───── TEXTE FOURNI

Les enseignants, de par leur ingéniosité et leur implication, et malgré un manque de préparation évident, ont réussi à créer de nouvelles façons de faire classe à distance afin de « maintenir le fil » avec une majorité d’élèves. Pourtant cette période toute particulière a fait ressortir de enjeux et défis majeurs pour l’École de demain : nouvelles modalités de travail, relations parents-enseignants à redéfinir, introduction et nécessité de maîtrise des nouveaux outils numériques par les personnels d’éducation…

La Covid-19, un accélérateur du changement de l’École

Tous les acteurs de l’éducation sont concernés aujourd’hui par ces bouleversements sans précédent qui vont s’inscrire durablement dans le temps. Le ministre de l’Éducation nationale, Jean-Michel Blanquer, a déclaré le 26 juin : « La période de confinement que nous venons de vivre nous a obligés à travailler différemment. Elle a aussi changé des manières d’apprendre. Nous devons en tirer les leçons. »

C’est dans cette logique qu’il a lancé les États généraux du numérique, une démarche de consultation en plusieurs étapes et sous plusieurs formes, qui aboutira à un rendez-vous national les 4 et 5 novembre 2020 à Poitiers. Il a d’ailleurs esquissé les premières pistes qui doivent définir les travaux à mener : « Il y a certainement des outils à améliorer, des logiciels à développer, des bonnes pratiques à généraliser, des formations à réaliser. »

Les États généraux du numérique pour l’éducation s’inscrivent ainsi dans le contexte particulier vécu pendant la crise sanitaire, qui a modifié l’usage du numérique dans les pratiques des établissements scolaires et de l’ensemble des structures du système éducatif, à savoir : continuité pédagogique, nouvelles modalités de travail, à distance puis hybrides, désynchronisation des temps d’apprentissage…

Quelle organisation pour les États généraux du numérique ?

Cette démarche se veut pleinement collaborative avec la mise en place, notamment, d’un questionnaire en ligne pour recueillir les contributions et identifier les sujets qui seront abordés en priorité lors des états généraux les 4 et 5 novembre. Par ailleurs, dans chaque région académique, des états généraux seront organisés entre le 14 septembre et le 16 octobre 2020 afin de valoriser les partages d’expériences et les initiatives innovantes.

Dès lors, le ministère encourage l’ensemble des acteurs concernés à apporter leurs contributions, faire part de leurs retours d’expériences et exprimer leurs attentes et visions. Il s’agira également de « repérer les innovations et les pratiques inspirantes, d’analyser leur potentiel de dissémination ou de généralisation, d’anticiper les réorientations ou l’accélération de chantiers en cours… ».

──────────

*CONSIGNE*
Selon le texte sur les États généraux du numérique, où et à quelles dates se tiendra le rendez-vous national ?

───── DONNÉES

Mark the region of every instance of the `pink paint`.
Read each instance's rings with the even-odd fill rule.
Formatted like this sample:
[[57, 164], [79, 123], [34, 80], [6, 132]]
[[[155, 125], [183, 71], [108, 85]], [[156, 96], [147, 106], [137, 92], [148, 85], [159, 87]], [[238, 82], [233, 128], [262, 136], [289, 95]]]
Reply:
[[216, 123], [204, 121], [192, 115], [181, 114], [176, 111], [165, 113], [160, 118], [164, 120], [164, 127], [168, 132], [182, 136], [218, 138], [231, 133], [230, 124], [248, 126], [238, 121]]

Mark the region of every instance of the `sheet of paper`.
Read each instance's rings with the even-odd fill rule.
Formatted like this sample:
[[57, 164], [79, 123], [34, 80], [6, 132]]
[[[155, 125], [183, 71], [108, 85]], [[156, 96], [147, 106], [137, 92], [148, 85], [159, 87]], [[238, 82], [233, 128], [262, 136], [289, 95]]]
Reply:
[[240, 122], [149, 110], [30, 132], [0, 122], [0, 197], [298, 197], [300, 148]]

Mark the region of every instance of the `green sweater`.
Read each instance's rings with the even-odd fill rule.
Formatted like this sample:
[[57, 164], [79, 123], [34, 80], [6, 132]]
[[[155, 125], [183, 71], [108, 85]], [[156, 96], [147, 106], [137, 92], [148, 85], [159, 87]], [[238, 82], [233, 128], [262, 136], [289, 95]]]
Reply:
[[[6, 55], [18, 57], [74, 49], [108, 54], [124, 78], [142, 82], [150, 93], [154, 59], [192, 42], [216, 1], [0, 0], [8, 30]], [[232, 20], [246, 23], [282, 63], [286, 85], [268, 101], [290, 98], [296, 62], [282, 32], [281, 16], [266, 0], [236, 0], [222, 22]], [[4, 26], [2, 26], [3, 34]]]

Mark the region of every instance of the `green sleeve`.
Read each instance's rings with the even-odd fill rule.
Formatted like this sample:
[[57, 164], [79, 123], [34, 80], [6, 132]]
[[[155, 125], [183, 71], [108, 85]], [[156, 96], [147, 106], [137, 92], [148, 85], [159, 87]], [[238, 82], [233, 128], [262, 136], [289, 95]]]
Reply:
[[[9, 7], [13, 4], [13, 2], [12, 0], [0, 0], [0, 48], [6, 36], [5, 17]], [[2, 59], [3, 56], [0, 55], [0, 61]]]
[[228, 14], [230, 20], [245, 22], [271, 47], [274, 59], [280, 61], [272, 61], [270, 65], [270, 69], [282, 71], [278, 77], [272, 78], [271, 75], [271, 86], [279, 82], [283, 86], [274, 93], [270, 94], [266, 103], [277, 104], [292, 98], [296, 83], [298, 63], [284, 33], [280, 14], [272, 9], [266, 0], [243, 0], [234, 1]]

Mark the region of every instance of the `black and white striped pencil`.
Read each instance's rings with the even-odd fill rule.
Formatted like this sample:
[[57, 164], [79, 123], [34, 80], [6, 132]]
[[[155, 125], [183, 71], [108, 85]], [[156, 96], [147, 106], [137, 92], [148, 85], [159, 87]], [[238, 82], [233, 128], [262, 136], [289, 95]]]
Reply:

──────────

*CORRIGÉ*
À Poitiers, les 4 et 5 novembre 2020.